# Hi new to this forum



## Wes Jones (Jan 14, 2008)

Hi ladies and gents, I am new to this forum and have chosen to sign up to it to basically ask for some information.
I’m currently a week away from moving to London for at least a year with the aim to really push forward my career in accounts, I have studied book keeping with the IAB, I have just begun both C.A.T (Certified Accounting Technician) and C.I M.A (Chartered Institute of Management Accountants), I intend to have completed C.A.T within the year that will exempt me from the first 4 papers of ACCA. Now I know that this may be study over kill to some of you, but to me it’s to increase my options, I do aspire to become a forensic accountant but for now my goal is to get as much experience under my belt and to open as many doors for myself as possible, but my situation is this; my gf who has dual nationality has just landed herself a job in NYC after a temping job for a few months at Pepsi ( Chicago ) and well she wants me to come out. But I am kind of determined to do what I need to do here first, i.e. get some more work experience, save some money, and get these qualifications as got into as possible. 
Now I know I can get into the states via a fiancé/spouse visa but if I am totally honest I’d rather not use that route as I would much rather my impending proposal be done on my terms as opposed to a necessary move. Plus I think being in the frame of mind that I have, one in which I want to kind of earn my ticket over there myself isn’t exactly a bad thing, can’t do me any harm after all.
The problems I have however are; firstly I dropped out of university a few years back, I was studying sports science totally unrelated to what I’m doing now, the way I have attempted to remedy that situation is to enroll on a CIMA + MBA program me, but as CIMA will take me at least 2 1/2 yrs and then the MBA likely a further year, it may mean I can’t get out there as soon as I would have hoped. Secondly I’m not exactly too sure on how valued these qualifications are, I mean every website I go onto speaks highly of one and not another and then another site does the opposite, I have been on job web sites just to see what jobs in the states usually ask for and where I seem to see ACCA being the one held up most I have actually seen CIMA asked for mostly in job descriptions, however I think it’s only the ACCA that allows you to sit the CPA exam.

I guess what I’m asking is, I have pretty much written off this year as one where I will simply work and study and get out to see the gf as much as possible, hopefully shake a few hands while I’m out there and maybe see if I can make some connections. But in the mean time I’d love to hear from any of you guys who have any idea of what’s required, especially those of you in the accounts industry.

The exercise:
Answer these questions from the forum post.
(a) Where did the poster's girlfriend temp for a few months before getting her job in NYC?
(b) What was the poster studying at university before dropping out?
(c) How long does the poster expect CIMA to take him?

Stored data:
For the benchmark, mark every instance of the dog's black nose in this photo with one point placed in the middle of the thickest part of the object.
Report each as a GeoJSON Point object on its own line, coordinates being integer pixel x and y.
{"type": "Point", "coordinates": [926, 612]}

Finished answer:
(a) At Pepsi in Chicago.
(b) Sports science.
(c) At least 2 1/2 years.